__Tasks for this exercise__:
(a) Name every news publication that the post about the film Growing Up Trans quotes.
(b) In the post about the film Growing Up Trans, turn the paragraph beginning "My wife Miri Navasky made the film" into a short bulleted list of its main facts.
(c) Pick up the post about the film Growing Up Trans after its last sentence and keep writing.

__Extract__:
──────────
Please check out the trailer.
"It is a transgender moment," declares the New York Times, referring to the increase of in attention on, and acceptance of, transgender Americans that began even before Caitlyn Jenner went public. But amid the copious coverage, my wife's profound and beautiful film stands out. If you'd prefer a more impartial opinion, Variety says:
Leave it to “Frontline” to find the most thought-provoking angle to a story being given a heavy tilt toward celebrity treatment elsewhere. “Growing Up Trans” takes the sudden boom in coverage of the transgender community and filters it through a more complicated lens by focusing on children coming to grips with their own sexual nonconformity. The kids, remarkably open and honest, prove astonishingly good spokespeople.
My wife Miri Navasky made the film with longtime collaborator Karen O'Connor. They made six previous films, including the Emmy-winning The Undertaking and the New Asylums, which won the Robert F. Kennedy Grand Prize Journalism Award. This subject of Growing Up Trans is a departure for them, but the film is characteristically attuned to the dignity of people struggling against powerful forces both internal and external. Says the
Baltimore Sun:
"Growing Up Trans" treats these children, adolescents and parents with such sensitivity and respect for their experiences and words that it feels like love from where I sit. The film seems more like a work of ethnography than the hyped-up, run-and-gun, high-concept, sound bite TV journalism of today.
──────────
[Dataset entries]
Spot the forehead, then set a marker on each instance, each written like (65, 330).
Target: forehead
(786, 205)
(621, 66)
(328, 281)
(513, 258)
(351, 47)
──────────
__Results__:
(a)
- The New York Times
- Variety
- The Baltimore Sun

(b)
- Miri Navasky made the film with her longtime collaborator Karen O'Connor.
- The two had made six films before this one. Among them were the Emmy-winning The Undertaking and The New Asylums, which won the Robert F. Kennedy Grand Prize Journalism Award.
- Growing Up Trans is a departure in subject for them.
- Like their earlier work, it is attuned to the dignity of people struggling against powerful internal and external forces.

(c)
The children's voices drive the film. With precocious self-awareness and thoughtfulness, they tell their own inspiring, and sometimes painful, stories. They reflect on their quests to align their physical selves with their emotional selves. Here's a clip
featuring 13-year old Ariel.
Ariel says it was more difficult for her -- she was teased more -- before she transitioned, when she was in the in-between "girly boy" stage, and watching the film, you see the harm done by American society's binary view of gender. Transgender people are challenging this view. At the same time, however, the increase in children transitioning at an early age, as opposed to existing longer in the murky middle, is probably partly a product of society's overly stringent view of gender. We effectively compel children to choose at an early age.
But biology also compels children to choose at an early age. For the children in the film, going through puberty in their assigned gender was/is a horrific prospect. New options give them the capacity to delay (puberty blockers) and prevent (hormone therapy) that outcome. These options, unavailable even a quarter-generation ago, offer adolescents a chance to feel whole as they grow into adults -- and to save themselves from misery.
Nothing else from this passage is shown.